#### [WORK ITEM]
Once the records below have been read, copy them all out exactly.

#### [DATA TO USE]
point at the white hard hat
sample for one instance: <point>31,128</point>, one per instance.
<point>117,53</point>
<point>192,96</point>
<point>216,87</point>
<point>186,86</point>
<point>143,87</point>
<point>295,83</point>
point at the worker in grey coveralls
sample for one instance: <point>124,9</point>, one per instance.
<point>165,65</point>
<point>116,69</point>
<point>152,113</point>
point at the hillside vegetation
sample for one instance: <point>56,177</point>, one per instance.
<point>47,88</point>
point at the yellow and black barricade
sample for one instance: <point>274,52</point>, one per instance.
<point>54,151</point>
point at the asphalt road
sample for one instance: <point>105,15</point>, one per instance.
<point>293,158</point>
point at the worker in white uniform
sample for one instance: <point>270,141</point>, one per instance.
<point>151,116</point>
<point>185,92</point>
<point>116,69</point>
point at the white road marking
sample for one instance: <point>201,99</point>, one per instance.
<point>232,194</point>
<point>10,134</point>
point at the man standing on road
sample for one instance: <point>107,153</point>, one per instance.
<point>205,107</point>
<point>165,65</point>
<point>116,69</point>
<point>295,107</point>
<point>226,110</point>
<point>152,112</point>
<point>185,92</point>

#### [FINISHED EXERCISE]
point at the white hard hat
sample for one instance: <point>31,128</point>, one per instance.
<point>117,53</point>
<point>192,96</point>
<point>216,87</point>
<point>186,86</point>
<point>143,87</point>
<point>295,83</point>
point at the worker in grey coveralls
sample for one instance: <point>124,9</point>, one per instance.
<point>165,65</point>
<point>116,69</point>
<point>152,113</point>
point at the hillside vegetation
sample for one instance: <point>56,177</point>, one per instance.
<point>47,88</point>
point at the yellow and black barricade
sample for one instance: <point>274,52</point>, one per instance.
<point>54,151</point>
point at the asphalt road
sample for one instance: <point>105,15</point>, one per instance.
<point>293,158</point>
point at the worker in white uniform
sample for one instance: <point>270,141</point>, one per instance.
<point>151,116</point>
<point>185,92</point>
<point>116,69</point>
point at the white road marking
sample for one instance: <point>201,99</point>, one per instance.
<point>232,194</point>
<point>10,134</point>
point at the man standing on road
sample for one instance: <point>107,153</point>, one per instance.
<point>205,107</point>
<point>165,65</point>
<point>116,69</point>
<point>295,107</point>
<point>226,110</point>
<point>152,112</point>
<point>185,92</point>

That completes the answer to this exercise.